▸ **Stored data entries**
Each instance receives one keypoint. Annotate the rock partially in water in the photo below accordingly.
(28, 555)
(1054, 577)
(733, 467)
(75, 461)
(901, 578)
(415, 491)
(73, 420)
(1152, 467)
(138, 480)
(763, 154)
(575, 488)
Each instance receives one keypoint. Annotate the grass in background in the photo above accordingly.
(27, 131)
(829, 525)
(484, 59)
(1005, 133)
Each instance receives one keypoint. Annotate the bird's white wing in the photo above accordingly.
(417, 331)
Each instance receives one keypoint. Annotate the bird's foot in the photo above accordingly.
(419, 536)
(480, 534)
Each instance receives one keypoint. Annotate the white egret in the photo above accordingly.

▸ **DIRECTIONS**
The entries above are to be restated word for word.

▸ **RESULT OF THIS EXERCISE**
Each instance receives one keypoint. Annotate the rock partially in water in the photo below accordingly.
(28, 555)
(1054, 577)
(733, 467)
(75, 461)
(901, 578)
(415, 491)
(73, 420)
(1152, 467)
(138, 480)
(763, 154)
(575, 488)
Each instance receives one keypoint. Annotate the grass in background in the photo above accordingly.
(27, 131)
(829, 525)
(484, 59)
(1005, 133)
Each instance receives one keypoint. Annotate the bird's white wing in the photo above accordingly.
(417, 331)
Each instance receives one keypoint. Annotate the bird's foot in the photo above accordingly.
(419, 536)
(480, 534)
Each instance receives one keypoint. Annotate the white egret in the photo above accordingly.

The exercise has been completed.